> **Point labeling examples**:

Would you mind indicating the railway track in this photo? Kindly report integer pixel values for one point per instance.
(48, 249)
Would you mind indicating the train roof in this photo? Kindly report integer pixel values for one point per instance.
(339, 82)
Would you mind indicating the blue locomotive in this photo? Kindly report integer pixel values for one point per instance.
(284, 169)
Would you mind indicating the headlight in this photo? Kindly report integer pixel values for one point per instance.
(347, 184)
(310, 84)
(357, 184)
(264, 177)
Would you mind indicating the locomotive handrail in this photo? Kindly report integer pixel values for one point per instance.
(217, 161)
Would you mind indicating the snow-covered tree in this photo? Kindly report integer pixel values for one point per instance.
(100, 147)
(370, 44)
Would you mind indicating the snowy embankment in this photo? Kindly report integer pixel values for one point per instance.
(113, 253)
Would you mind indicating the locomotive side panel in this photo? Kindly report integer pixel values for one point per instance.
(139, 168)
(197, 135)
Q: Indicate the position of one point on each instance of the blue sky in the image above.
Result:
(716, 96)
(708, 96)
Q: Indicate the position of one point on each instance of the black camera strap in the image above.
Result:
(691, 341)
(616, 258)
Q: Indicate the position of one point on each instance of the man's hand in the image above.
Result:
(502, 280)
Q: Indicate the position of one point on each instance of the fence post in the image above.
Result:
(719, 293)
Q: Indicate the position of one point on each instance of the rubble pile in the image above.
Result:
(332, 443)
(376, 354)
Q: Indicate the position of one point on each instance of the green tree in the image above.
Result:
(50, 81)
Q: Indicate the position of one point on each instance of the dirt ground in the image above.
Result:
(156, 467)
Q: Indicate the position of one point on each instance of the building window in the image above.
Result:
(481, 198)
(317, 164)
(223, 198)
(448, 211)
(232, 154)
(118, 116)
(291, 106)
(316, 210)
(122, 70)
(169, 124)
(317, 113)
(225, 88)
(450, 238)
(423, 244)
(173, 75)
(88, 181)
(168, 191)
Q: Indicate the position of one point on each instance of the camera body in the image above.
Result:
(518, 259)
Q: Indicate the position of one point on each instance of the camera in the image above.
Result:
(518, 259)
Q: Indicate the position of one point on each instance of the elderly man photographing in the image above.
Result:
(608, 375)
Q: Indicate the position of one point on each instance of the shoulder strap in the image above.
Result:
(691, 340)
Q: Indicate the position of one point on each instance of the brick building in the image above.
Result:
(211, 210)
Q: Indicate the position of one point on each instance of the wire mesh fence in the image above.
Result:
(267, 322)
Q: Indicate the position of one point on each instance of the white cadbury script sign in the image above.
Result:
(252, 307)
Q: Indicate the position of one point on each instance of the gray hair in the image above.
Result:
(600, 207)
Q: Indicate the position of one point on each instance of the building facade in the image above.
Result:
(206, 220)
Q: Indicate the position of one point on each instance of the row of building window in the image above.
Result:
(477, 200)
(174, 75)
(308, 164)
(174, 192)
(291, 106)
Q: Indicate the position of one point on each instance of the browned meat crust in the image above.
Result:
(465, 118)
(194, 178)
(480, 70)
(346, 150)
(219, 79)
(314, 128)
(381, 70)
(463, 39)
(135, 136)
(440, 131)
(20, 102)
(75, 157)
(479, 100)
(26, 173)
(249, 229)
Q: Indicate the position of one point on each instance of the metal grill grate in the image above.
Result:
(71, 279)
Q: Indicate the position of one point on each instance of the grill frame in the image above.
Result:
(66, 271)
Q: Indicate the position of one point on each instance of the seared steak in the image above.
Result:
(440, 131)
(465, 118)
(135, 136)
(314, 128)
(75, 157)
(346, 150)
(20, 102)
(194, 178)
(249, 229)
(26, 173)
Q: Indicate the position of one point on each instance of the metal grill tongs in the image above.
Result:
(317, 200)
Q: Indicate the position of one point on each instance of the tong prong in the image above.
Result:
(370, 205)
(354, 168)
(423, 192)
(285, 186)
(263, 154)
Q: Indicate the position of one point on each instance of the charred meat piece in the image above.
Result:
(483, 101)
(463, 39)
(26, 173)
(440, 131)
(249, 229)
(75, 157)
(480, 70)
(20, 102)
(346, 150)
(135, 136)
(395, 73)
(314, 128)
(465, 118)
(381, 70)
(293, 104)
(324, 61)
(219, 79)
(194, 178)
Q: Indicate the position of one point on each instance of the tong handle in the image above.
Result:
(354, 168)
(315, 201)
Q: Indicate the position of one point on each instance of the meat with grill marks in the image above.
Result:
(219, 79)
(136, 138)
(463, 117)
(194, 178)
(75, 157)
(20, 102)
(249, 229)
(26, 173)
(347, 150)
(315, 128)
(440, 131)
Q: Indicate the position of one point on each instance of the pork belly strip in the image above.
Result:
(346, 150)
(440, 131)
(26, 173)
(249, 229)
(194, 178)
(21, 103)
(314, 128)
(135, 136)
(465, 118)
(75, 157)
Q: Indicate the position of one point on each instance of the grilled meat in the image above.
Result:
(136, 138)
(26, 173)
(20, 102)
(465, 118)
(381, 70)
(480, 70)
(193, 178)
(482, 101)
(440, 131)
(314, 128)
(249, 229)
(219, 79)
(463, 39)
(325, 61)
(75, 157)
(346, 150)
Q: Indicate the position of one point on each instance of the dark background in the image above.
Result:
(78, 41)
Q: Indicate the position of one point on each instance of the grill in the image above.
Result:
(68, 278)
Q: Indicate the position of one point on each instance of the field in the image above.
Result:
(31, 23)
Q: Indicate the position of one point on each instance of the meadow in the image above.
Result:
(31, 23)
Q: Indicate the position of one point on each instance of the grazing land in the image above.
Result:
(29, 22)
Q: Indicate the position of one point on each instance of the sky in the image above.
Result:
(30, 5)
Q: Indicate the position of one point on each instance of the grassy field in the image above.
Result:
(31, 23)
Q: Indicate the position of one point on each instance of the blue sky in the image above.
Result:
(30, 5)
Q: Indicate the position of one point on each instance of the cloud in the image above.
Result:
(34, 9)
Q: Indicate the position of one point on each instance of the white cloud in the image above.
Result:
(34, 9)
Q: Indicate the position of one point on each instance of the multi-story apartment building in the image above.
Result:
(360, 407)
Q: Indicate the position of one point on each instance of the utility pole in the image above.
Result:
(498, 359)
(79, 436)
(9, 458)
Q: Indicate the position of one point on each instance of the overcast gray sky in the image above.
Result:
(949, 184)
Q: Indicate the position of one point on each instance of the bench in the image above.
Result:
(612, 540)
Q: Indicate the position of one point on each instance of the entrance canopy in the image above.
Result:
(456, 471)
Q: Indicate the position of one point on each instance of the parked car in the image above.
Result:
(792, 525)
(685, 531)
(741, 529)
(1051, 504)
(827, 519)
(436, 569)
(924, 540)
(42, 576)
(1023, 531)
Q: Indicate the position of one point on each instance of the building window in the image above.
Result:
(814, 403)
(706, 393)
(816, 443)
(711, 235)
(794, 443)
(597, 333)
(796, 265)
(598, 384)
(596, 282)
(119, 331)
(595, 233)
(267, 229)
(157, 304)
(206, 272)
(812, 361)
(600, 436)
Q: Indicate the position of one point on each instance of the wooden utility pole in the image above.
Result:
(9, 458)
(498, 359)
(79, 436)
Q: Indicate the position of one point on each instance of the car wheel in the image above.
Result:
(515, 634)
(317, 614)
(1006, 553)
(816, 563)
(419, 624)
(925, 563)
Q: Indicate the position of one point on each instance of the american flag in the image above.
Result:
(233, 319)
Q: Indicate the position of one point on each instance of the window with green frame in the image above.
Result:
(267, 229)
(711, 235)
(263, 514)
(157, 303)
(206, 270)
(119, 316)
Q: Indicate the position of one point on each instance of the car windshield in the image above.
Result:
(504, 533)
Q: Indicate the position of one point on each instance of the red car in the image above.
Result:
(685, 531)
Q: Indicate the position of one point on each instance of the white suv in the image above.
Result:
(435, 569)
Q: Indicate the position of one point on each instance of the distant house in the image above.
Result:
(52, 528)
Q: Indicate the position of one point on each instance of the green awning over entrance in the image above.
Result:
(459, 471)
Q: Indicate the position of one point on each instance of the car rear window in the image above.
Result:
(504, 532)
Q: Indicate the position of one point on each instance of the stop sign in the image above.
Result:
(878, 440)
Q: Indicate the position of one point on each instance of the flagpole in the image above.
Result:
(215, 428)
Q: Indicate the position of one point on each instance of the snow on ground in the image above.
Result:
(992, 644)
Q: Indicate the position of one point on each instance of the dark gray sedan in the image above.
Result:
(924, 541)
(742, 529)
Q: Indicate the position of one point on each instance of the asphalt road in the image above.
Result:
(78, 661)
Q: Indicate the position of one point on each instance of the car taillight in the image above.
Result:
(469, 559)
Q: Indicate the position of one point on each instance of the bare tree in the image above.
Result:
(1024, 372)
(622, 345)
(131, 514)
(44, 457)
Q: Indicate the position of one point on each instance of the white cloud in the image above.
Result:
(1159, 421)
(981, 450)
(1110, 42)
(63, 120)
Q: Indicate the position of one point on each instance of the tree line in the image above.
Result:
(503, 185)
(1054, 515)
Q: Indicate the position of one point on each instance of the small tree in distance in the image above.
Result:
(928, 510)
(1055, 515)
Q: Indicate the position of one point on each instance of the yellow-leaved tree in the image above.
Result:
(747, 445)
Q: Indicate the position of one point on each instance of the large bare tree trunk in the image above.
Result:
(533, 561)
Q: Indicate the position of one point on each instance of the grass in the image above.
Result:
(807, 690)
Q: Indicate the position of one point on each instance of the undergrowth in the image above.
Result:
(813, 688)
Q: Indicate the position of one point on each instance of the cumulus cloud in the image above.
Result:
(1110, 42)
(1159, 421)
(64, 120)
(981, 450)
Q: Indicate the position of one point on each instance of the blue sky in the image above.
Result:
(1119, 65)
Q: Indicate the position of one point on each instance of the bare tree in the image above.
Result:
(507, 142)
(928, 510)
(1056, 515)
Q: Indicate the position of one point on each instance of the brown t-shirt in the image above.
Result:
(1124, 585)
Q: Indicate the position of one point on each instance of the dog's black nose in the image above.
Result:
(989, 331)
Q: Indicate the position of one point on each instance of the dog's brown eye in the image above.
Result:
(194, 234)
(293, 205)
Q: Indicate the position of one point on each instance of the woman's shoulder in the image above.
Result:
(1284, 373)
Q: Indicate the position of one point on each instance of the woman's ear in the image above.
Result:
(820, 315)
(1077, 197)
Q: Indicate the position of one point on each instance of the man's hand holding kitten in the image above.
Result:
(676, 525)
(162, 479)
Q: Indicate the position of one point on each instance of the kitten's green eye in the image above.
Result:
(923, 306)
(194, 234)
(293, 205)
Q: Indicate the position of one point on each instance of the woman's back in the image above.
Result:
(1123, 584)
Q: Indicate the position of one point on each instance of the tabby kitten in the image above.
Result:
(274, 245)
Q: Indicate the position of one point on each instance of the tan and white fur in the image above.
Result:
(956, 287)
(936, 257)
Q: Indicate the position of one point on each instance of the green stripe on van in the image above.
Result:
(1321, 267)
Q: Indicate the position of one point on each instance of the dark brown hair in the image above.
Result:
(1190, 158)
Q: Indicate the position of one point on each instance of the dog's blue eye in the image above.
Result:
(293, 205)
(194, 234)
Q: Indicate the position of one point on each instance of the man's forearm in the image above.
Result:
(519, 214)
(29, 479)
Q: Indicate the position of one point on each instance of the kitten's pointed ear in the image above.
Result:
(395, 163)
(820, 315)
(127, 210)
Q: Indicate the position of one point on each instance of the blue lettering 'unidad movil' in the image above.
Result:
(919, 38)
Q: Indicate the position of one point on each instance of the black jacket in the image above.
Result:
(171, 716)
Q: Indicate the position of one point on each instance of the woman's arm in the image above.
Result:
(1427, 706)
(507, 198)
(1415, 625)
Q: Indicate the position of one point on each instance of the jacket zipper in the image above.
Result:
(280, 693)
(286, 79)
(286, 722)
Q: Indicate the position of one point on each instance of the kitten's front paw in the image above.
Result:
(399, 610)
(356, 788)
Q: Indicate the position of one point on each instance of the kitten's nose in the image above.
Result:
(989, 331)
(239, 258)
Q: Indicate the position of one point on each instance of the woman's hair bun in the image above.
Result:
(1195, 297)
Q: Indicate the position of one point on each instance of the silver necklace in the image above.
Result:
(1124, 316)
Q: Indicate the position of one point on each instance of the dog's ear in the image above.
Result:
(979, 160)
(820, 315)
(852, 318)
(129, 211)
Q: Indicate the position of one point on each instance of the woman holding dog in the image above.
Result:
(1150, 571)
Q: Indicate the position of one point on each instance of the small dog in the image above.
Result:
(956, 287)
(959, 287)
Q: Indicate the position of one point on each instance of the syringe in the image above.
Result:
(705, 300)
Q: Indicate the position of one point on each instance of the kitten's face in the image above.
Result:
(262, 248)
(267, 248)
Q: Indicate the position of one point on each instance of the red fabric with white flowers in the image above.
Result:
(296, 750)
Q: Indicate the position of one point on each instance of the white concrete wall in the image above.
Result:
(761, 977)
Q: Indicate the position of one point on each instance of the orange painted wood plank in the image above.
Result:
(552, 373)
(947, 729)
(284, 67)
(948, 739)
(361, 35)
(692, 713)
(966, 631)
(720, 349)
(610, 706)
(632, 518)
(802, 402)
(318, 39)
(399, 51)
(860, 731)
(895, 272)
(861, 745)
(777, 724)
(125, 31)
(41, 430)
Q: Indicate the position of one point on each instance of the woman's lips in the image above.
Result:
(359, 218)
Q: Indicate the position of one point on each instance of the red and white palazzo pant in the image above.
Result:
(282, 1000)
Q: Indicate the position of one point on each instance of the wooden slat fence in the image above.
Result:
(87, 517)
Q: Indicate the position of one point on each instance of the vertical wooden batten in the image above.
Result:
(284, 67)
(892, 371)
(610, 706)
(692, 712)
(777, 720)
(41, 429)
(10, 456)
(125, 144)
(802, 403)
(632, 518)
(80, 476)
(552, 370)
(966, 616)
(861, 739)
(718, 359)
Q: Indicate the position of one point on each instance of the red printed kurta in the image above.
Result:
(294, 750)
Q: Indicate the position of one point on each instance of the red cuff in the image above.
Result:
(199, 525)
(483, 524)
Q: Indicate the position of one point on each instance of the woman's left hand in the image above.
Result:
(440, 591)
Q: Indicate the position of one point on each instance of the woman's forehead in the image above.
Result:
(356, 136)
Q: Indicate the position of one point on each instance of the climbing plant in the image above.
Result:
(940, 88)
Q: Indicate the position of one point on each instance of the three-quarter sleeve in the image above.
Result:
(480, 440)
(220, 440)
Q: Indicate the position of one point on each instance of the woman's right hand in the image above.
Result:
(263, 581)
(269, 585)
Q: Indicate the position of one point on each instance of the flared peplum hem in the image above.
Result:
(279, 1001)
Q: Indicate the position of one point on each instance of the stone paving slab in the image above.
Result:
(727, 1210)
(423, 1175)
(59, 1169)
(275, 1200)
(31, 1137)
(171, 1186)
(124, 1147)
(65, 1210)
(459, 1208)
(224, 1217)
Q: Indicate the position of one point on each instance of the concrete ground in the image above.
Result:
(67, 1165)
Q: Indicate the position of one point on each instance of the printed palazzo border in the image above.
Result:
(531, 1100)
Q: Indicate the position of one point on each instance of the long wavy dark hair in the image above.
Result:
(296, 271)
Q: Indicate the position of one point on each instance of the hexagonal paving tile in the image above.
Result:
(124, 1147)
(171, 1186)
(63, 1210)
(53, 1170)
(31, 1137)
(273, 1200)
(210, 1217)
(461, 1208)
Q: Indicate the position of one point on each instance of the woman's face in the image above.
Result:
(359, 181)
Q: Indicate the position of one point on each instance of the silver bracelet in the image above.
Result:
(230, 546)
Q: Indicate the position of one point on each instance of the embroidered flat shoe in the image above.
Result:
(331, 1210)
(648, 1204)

> **WORK REQUIRED**:
Write out exactly the lines from the line holding "kurta in the image above." through the last line of the data, and nothing besides those lines.

> **WRITTEN ANSWER**:
Q: Indicate the position of one point on each instance of the red printed kurta in the image above.
Result:
(294, 750)
Q: Indicate the position of one point on each instance of the red cuff in the image above.
Result:
(199, 525)
(483, 524)
Q: Indicate the position of one point on each instance of the woman's left hand in the image above.
Result:
(440, 591)
Q: Indicate the position of one point on each instance of the woman's forehead in the image above.
Result:
(356, 136)
Q: Indicate the position of one point on each instance of the climbing plant in the image above.
Result:
(940, 88)
Q: Indicate the position of one point on each instance of the three-quarter sleeve in the image above.
Result:
(480, 440)
(220, 440)
Q: Indicate the position of one point on each instance of the woman's right hand in the image above.
Result:
(263, 581)
(269, 585)
Q: Indicate the position of one point on each instance of the flared peplum hem in the image above.
Result:
(279, 1001)
Q: Indicate the position of one point on each instance of the stone paving slab in the image above.
Result:
(727, 1210)
(423, 1175)
(59, 1169)
(275, 1200)
(31, 1137)
(171, 1186)
(124, 1147)
(65, 1210)
(459, 1208)
(224, 1217)
Q: Indicate the position of one point on each instance of the concrete ground in the image above.
Result:
(67, 1165)
Q: Indicate the position of one point on each instance of the printed palazzo border in the image above.
Result:
(531, 1100)
Q: Indicate the position of one point on each instance of the long wavy dark hair in the image above.
Result:
(296, 271)
Q: Indicate the position of one point on each instance of the hexagonal paving tile in the image above.
Result:
(124, 1147)
(171, 1186)
(63, 1210)
(53, 1170)
(31, 1137)
(273, 1200)
(210, 1217)
(461, 1208)
Q: Indicate the position of one point on each instance of the woman's face in the image above.
Result:
(359, 181)
Q: Indicate the position of one point on each instance of the silver bracelet in the image above.
Result:
(230, 546)
Q: Indicate the position of one point on each instance of the embroidered flat shoe in the image above.
Result:
(331, 1210)
(648, 1204)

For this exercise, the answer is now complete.